Exploring the Unknown - Thoughts on Science, Persistence, and Progress
Imagine sitting around a table with some of the world's experts on Antarctic ecology. All in all, including everyone at the table, we’re talking probably a few hundred scientific publications and nearly as many years of working in and around Antarctica. This is where I found myself several years ago, serving to support some of their technical mapping needs. The goal for everyone at this meeting was relatively simple sounding: to identify important areas to protect in and around the Ross Sea, a special part of Antarctica found about 2,000 miles due south of New Zealand.
Figure 1. A map of the Ross Sea region, Antarctica, with inset showing the entire continent.
One of the largest pressures exerted by humans around the Ross Sea is the appetite for a fish many of us equate with fancy restaurants and delicate flavors - Chilean Sea Bass - which you can buy at your local Whole Foods for $40 a lb. But the Antarctic toothfish, its real name, is not only important to the fishing industry. It’s an important player in the Ross Sea, serving as a primary food source for seals and killer whales and also as a big predator itself of other fish. So it wasn’t a surprise that everyone around the table was discussing how they might protect areas that were important for the toothfish. But when the experts were asked very basic questions about the life and distribution of this fish I was a bit shocked at their responses.
It was asked where or when the Ross Sea toothfish population lay and fertilize their eggs (this is called spawning). The answer was that we did not know. In fact toothfish eggs, larvae, and small juveniles had never been found or caught in the decades of fishing and research happening in the area. When asked about other basic life history traits of this species, like where it might travel across different seasons, again the same answer came up: We don’t really know.
Figure 2. An Antarctic Toothfish. The ecological picture of this species is still a very much incomplete picture But much progress is being made. Photo by Rob Robbins via https://www.colto.org/2016/07/06/ross-sea-winter-survey-finds-spawning-antarctic-toothfish/
Keep in mind that this was not an obscure species that had just been discovered. There was an active fishery that had a target goal of reducing the adult breeding population to 50% of pre-fishing levels - without even knowing where they spawned. This target of 50% was and is seen as sustainable. However, the toothfish picture was very much incomplete. But looking back, this lack of basic information was not really shocking after all - the Ross Sea is one of the most extreme places on Earth, especially in the winter, and the toothfish occurs at the bottom of this freezing ocean. It’s really difficult to collect data when there’s zero sunlight and it’s -70 degrees outside. The lack of knowledge on this fish was not for lack of trying, it was because studying this fish meant pushing the limits of where humans could go or where our technology could take us. Despite these obstacles the experts at the table were determined to keep trying. And thanks to these patient and persistent researchers, slow but steady progress has been and is being made on what is known about the toothfish.

**Provided records**
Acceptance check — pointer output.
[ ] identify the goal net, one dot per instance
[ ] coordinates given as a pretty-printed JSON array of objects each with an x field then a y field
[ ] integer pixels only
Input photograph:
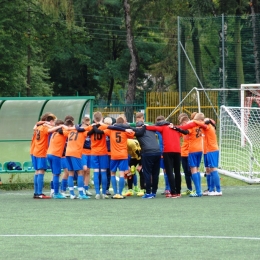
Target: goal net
[{"x": 239, "y": 138}]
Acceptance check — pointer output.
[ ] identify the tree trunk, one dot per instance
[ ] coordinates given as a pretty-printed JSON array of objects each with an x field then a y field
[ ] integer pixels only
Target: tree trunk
[
  {"x": 183, "y": 61},
  {"x": 197, "y": 53},
  {"x": 133, "y": 70},
  {"x": 256, "y": 37},
  {"x": 238, "y": 52},
  {"x": 111, "y": 87}
]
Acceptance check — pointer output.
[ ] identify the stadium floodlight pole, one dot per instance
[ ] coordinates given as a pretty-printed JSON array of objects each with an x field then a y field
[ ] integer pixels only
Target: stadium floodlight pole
[
  {"x": 198, "y": 98},
  {"x": 198, "y": 78},
  {"x": 223, "y": 51},
  {"x": 179, "y": 59}
]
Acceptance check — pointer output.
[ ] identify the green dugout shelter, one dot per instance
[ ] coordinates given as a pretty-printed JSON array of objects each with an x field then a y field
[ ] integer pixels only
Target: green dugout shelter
[{"x": 19, "y": 115}]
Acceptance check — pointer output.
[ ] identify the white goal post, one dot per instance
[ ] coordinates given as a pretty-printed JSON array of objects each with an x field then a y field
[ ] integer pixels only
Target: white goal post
[{"x": 240, "y": 161}]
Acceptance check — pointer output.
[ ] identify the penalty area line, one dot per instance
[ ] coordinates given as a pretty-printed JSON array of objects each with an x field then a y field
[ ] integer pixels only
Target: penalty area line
[{"x": 134, "y": 236}]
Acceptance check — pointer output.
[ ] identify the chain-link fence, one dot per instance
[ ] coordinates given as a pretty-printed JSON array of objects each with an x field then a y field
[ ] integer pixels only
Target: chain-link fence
[{"x": 219, "y": 52}]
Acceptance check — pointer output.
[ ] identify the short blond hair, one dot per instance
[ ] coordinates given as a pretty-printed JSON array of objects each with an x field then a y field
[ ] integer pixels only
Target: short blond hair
[
  {"x": 183, "y": 118},
  {"x": 139, "y": 115},
  {"x": 182, "y": 115},
  {"x": 97, "y": 117},
  {"x": 160, "y": 118},
  {"x": 120, "y": 120},
  {"x": 199, "y": 116},
  {"x": 193, "y": 115},
  {"x": 108, "y": 121}
]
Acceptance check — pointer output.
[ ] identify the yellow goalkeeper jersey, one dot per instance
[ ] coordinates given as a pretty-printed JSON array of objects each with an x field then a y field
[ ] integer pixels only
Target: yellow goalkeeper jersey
[{"x": 134, "y": 149}]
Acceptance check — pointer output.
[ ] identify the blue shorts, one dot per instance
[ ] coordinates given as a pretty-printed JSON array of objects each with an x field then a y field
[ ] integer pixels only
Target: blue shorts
[
  {"x": 74, "y": 163},
  {"x": 122, "y": 165},
  {"x": 33, "y": 161},
  {"x": 55, "y": 163},
  {"x": 99, "y": 162},
  {"x": 212, "y": 158},
  {"x": 86, "y": 160},
  {"x": 194, "y": 159},
  {"x": 205, "y": 158},
  {"x": 162, "y": 164},
  {"x": 40, "y": 163},
  {"x": 64, "y": 164}
]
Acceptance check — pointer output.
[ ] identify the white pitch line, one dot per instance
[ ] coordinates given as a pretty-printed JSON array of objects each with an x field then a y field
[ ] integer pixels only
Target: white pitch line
[{"x": 135, "y": 236}]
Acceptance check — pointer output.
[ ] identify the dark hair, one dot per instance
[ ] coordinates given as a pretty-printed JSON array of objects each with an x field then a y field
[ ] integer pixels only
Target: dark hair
[
  {"x": 59, "y": 122},
  {"x": 69, "y": 117},
  {"x": 68, "y": 122}
]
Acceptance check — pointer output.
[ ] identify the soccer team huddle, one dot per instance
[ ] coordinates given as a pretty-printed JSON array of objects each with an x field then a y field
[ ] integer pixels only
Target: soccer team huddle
[{"x": 116, "y": 148}]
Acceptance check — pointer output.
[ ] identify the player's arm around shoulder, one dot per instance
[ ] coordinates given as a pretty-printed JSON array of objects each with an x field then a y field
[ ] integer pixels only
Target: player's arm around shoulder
[{"x": 201, "y": 124}]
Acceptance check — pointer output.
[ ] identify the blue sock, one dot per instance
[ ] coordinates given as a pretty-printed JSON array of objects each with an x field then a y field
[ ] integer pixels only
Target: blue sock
[
  {"x": 208, "y": 178},
  {"x": 212, "y": 184},
  {"x": 71, "y": 184},
  {"x": 80, "y": 184},
  {"x": 96, "y": 182},
  {"x": 199, "y": 183},
  {"x": 167, "y": 185},
  {"x": 104, "y": 181},
  {"x": 114, "y": 184},
  {"x": 216, "y": 180},
  {"x": 40, "y": 183},
  {"x": 35, "y": 181},
  {"x": 121, "y": 184},
  {"x": 195, "y": 178},
  {"x": 64, "y": 184},
  {"x": 135, "y": 180},
  {"x": 56, "y": 183}
]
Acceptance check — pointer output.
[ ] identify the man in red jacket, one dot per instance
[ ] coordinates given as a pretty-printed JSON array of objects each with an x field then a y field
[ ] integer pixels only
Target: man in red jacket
[{"x": 171, "y": 154}]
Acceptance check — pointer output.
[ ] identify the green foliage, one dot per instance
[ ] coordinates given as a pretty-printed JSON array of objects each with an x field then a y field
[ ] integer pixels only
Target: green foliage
[{"x": 79, "y": 47}]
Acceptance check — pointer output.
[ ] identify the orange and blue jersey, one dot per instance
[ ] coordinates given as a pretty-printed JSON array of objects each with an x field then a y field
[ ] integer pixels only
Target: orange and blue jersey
[
  {"x": 195, "y": 137},
  {"x": 75, "y": 143},
  {"x": 185, "y": 146},
  {"x": 57, "y": 144},
  {"x": 118, "y": 142}
]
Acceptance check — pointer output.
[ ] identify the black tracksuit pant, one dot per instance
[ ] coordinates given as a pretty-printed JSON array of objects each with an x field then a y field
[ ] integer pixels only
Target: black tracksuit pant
[{"x": 172, "y": 164}]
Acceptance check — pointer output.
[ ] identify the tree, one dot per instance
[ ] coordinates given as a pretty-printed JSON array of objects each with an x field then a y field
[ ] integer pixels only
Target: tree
[
  {"x": 256, "y": 36},
  {"x": 133, "y": 70}
]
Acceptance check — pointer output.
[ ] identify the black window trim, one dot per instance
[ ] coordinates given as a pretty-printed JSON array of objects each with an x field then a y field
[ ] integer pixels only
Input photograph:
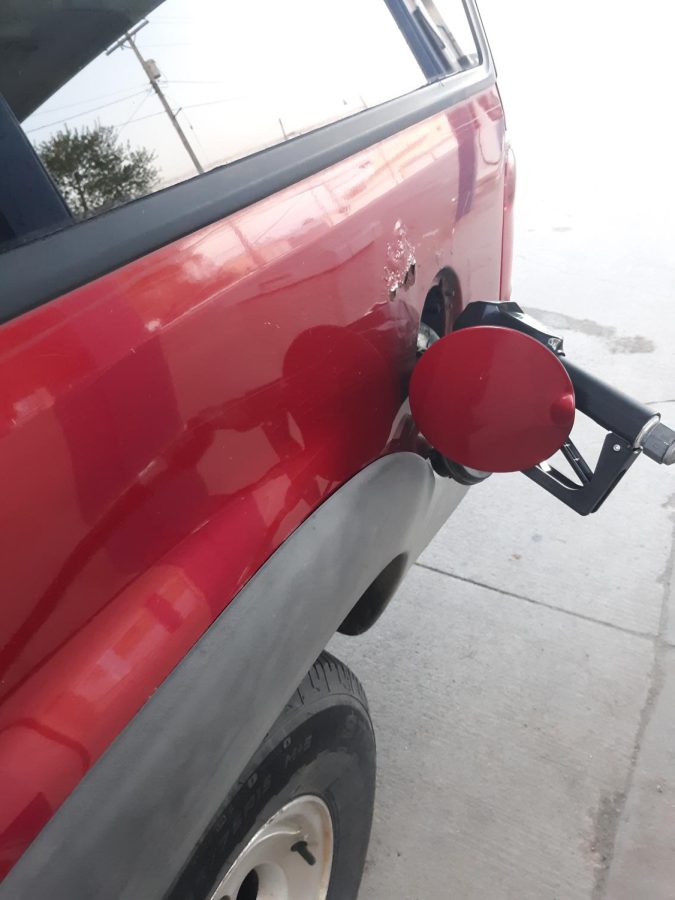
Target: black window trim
[{"x": 50, "y": 266}]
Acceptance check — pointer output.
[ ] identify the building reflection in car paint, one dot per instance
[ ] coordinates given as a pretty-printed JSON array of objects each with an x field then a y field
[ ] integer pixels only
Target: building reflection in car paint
[{"x": 172, "y": 422}]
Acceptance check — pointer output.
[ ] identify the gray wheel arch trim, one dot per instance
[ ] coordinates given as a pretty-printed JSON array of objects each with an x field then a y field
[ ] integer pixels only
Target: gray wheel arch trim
[{"x": 130, "y": 826}]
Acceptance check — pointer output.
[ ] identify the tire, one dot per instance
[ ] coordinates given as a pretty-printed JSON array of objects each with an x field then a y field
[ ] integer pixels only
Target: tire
[{"x": 321, "y": 746}]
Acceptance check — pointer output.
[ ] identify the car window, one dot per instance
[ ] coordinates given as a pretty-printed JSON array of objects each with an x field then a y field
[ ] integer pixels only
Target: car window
[
  {"x": 447, "y": 26},
  {"x": 185, "y": 86}
]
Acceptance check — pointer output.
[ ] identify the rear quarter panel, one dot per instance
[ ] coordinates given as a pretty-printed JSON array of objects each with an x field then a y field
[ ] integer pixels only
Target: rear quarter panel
[{"x": 167, "y": 426}]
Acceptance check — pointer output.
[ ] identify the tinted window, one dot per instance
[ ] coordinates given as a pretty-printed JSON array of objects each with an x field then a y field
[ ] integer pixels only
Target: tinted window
[
  {"x": 447, "y": 26},
  {"x": 126, "y": 101}
]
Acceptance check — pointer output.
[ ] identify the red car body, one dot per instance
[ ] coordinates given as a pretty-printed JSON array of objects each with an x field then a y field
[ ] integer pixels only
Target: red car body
[{"x": 166, "y": 426}]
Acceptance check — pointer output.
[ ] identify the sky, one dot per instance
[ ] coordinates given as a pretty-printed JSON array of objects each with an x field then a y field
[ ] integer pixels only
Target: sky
[{"x": 234, "y": 69}]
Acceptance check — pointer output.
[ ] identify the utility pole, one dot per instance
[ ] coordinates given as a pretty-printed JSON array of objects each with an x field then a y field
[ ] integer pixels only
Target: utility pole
[{"x": 153, "y": 74}]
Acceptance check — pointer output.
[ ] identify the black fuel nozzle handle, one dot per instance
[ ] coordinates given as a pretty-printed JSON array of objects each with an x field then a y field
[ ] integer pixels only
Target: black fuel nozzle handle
[
  {"x": 622, "y": 415},
  {"x": 613, "y": 410},
  {"x": 633, "y": 427}
]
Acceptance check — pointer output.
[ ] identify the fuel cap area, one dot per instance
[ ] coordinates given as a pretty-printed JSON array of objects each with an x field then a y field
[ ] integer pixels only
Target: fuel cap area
[{"x": 492, "y": 399}]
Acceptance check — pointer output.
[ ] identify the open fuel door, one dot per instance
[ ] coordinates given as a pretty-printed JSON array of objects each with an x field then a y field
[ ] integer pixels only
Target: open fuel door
[{"x": 498, "y": 394}]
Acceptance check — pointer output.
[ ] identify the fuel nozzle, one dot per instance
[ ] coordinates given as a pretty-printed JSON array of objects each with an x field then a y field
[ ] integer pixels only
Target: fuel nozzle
[{"x": 509, "y": 407}]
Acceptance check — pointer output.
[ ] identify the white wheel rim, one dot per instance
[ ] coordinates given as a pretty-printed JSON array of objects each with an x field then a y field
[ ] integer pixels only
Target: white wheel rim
[{"x": 289, "y": 858}]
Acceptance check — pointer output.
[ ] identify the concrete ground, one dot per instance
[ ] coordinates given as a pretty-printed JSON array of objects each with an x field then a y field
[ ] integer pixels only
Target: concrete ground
[{"x": 522, "y": 683}]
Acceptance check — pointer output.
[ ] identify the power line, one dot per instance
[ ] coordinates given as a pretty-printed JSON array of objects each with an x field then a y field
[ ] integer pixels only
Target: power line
[
  {"x": 83, "y": 113},
  {"x": 46, "y": 112},
  {"x": 148, "y": 93},
  {"x": 152, "y": 72}
]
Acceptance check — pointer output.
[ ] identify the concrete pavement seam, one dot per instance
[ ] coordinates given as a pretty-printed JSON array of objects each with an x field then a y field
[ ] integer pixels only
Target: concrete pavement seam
[
  {"x": 656, "y": 682},
  {"x": 567, "y": 612}
]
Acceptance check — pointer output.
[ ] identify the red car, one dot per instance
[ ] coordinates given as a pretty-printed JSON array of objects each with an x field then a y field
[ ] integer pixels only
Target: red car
[{"x": 227, "y": 232}]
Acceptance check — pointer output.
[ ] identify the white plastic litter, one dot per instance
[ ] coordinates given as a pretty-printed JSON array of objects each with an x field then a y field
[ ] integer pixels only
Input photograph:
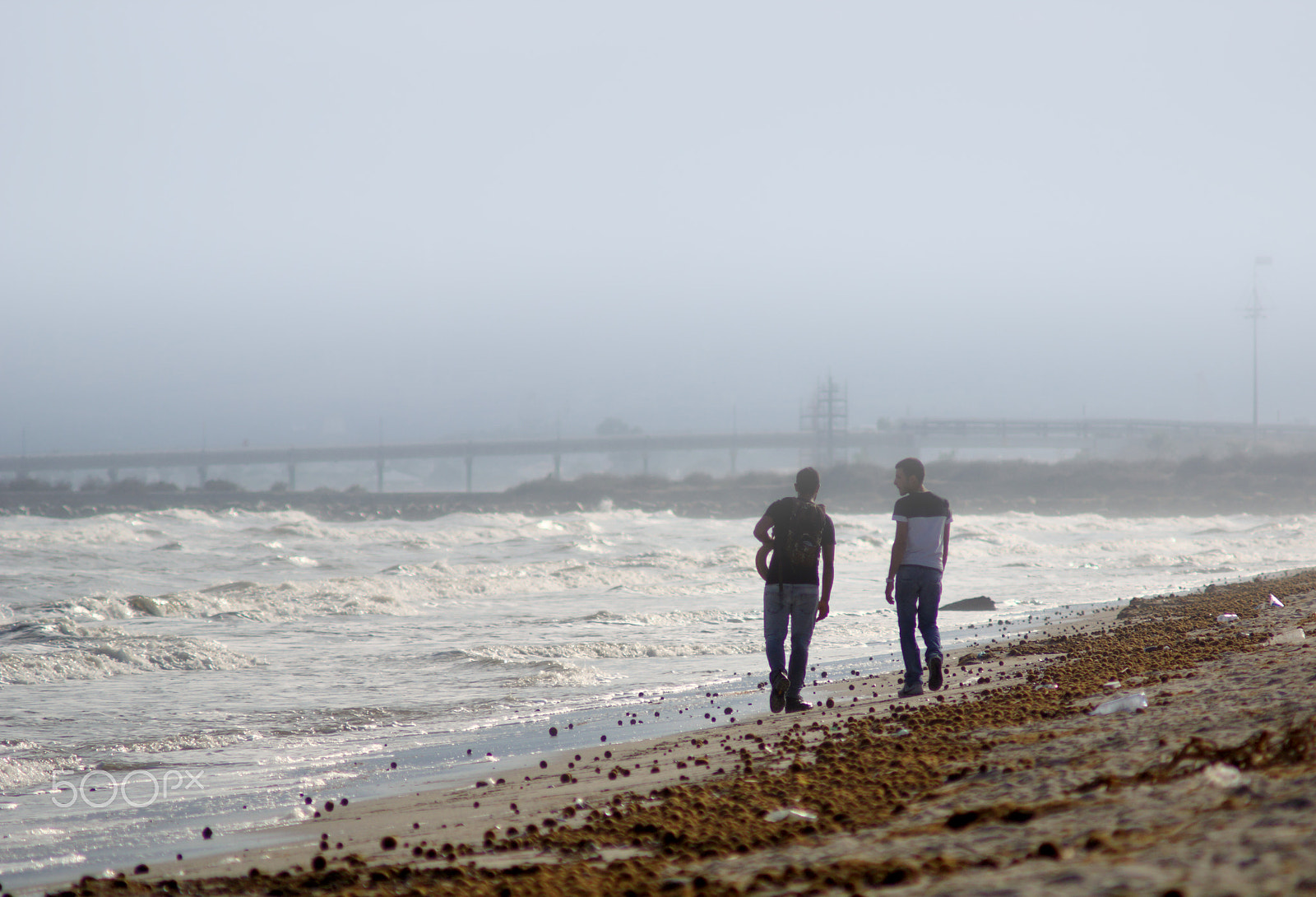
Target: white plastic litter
[
  {"x": 1221, "y": 774},
  {"x": 1124, "y": 702},
  {"x": 790, "y": 813}
]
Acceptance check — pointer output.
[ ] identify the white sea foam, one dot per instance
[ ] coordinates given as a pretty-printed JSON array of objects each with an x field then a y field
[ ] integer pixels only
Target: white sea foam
[{"x": 100, "y": 653}]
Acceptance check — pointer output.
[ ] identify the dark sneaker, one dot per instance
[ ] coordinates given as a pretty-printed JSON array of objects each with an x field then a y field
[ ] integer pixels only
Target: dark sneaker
[{"x": 781, "y": 686}]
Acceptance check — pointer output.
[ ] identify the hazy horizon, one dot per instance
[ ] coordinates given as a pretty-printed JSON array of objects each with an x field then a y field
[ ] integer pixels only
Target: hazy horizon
[{"x": 311, "y": 223}]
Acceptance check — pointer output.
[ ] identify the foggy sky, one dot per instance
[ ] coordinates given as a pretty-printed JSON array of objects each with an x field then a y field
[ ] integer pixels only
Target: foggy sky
[{"x": 290, "y": 221}]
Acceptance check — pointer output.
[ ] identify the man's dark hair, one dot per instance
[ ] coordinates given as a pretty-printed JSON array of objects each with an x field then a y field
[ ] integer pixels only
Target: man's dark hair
[{"x": 911, "y": 468}]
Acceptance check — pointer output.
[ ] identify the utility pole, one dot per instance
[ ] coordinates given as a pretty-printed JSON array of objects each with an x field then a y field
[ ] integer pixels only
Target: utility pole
[{"x": 1256, "y": 313}]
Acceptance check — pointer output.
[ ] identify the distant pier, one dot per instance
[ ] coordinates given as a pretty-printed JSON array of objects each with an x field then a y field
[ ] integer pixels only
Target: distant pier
[{"x": 1102, "y": 438}]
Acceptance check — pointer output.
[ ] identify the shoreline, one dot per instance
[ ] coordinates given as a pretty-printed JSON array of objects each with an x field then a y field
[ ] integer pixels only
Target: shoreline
[{"x": 664, "y": 816}]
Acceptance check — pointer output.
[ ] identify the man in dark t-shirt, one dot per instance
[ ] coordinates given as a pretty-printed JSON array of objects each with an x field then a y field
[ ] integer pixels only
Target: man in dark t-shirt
[
  {"x": 918, "y": 559},
  {"x": 800, "y": 534}
]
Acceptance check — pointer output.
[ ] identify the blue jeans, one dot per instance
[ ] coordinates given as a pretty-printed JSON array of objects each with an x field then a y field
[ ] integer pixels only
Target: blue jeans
[
  {"x": 918, "y": 596},
  {"x": 793, "y": 605}
]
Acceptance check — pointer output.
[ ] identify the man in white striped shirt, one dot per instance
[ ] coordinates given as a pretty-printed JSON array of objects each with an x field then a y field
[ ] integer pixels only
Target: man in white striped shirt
[{"x": 918, "y": 559}]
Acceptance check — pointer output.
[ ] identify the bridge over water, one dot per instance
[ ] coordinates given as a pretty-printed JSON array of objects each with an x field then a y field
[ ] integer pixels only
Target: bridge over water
[{"x": 1103, "y": 438}]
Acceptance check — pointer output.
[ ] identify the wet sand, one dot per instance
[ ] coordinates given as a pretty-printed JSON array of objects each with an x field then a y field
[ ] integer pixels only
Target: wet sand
[{"x": 999, "y": 784}]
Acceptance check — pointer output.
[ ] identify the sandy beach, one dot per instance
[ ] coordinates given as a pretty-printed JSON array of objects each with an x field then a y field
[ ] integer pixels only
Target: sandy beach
[{"x": 1003, "y": 783}]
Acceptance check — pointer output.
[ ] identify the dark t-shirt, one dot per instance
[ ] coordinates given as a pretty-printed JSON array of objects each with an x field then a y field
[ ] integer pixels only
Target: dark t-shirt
[
  {"x": 927, "y": 515},
  {"x": 781, "y": 569}
]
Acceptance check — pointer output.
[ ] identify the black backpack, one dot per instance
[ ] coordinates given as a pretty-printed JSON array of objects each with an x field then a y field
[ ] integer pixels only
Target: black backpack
[{"x": 803, "y": 541}]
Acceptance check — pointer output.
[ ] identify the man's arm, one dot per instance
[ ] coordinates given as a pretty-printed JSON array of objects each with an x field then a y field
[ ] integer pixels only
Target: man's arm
[
  {"x": 898, "y": 550},
  {"x": 828, "y": 576}
]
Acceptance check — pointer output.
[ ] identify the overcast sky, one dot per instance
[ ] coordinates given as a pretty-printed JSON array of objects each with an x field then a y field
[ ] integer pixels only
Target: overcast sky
[{"x": 287, "y": 221}]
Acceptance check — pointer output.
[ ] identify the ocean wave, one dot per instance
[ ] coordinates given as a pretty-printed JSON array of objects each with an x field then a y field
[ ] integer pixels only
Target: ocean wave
[
  {"x": 20, "y": 774},
  {"x": 671, "y": 618},
  {"x": 352, "y": 596},
  {"x": 614, "y": 649},
  {"x": 103, "y": 653}
]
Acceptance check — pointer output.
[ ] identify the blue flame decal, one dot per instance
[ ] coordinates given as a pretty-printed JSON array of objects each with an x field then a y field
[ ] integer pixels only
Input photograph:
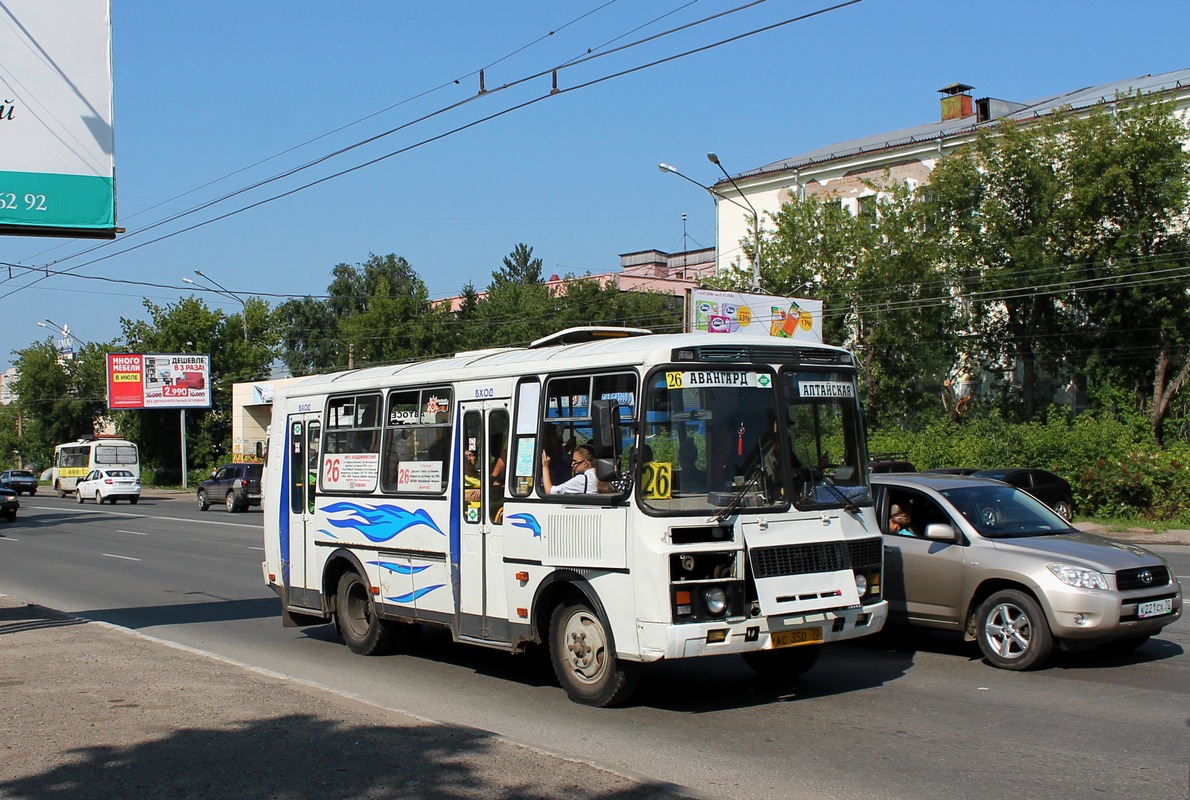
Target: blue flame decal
[
  {"x": 400, "y": 569},
  {"x": 379, "y": 523},
  {"x": 417, "y": 593},
  {"x": 526, "y": 520}
]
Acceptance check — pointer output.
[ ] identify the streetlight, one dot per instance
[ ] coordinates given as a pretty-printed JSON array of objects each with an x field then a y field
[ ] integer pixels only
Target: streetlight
[
  {"x": 747, "y": 208},
  {"x": 62, "y": 330},
  {"x": 756, "y": 219},
  {"x": 224, "y": 291}
]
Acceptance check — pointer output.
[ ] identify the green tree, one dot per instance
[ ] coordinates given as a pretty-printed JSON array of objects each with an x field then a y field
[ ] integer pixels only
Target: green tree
[
  {"x": 58, "y": 399},
  {"x": 519, "y": 267},
  {"x": 1065, "y": 241},
  {"x": 882, "y": 292},
  {"x": 377, "y": 311}
]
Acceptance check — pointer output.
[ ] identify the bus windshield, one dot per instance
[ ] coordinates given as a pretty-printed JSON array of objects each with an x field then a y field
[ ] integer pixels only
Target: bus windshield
[{"x": 746, "y": 439}]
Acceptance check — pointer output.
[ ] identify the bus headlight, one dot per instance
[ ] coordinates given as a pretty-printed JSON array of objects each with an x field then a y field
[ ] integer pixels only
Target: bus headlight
[
  {"x": 860, "y": 585},
  {"x": 714, "y": 600}
]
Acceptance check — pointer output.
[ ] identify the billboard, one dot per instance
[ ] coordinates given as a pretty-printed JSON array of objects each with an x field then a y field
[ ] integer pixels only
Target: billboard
[
  {"x": 57, "y": 160},
  {"x": 158, "y": 381},
  {"x": 755, "y": 314}
]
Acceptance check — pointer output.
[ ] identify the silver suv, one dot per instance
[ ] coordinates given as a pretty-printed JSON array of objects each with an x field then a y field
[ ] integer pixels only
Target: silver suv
[{"x": 983, "y": 557}]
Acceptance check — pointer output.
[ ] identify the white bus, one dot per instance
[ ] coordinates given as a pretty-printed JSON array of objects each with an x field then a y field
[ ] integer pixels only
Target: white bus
[
  {"x": 74, "y": 460},
  {"x": 734, "y": 513}
]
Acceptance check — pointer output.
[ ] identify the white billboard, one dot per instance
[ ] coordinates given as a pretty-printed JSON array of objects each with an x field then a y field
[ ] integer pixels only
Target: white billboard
[
  {"x": 756, "y": 314},
  {"x": 158, "y": 380},
  {"x": 57, "y": 163}
]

**Task to carry out**
In the text about the Ross Sea, how far from New Zealand is the Ross Sea, and in what direction? Use only the text to answer.

**Worked solution**
About 2,000 miles due south of New Zealand.